* _Data to use_
※ ※ ※
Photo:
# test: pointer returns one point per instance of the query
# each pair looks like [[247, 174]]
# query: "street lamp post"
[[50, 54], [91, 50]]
※ ※ ※
* _Objective_
Copy every line of the material above, character for character.

* _Task answer_
Photo:
# test: pointer returns one point per instance of the query
# each pair looks like [[247, 174]]
# query: "street lamp post"
[[50, 54], [91, 50]]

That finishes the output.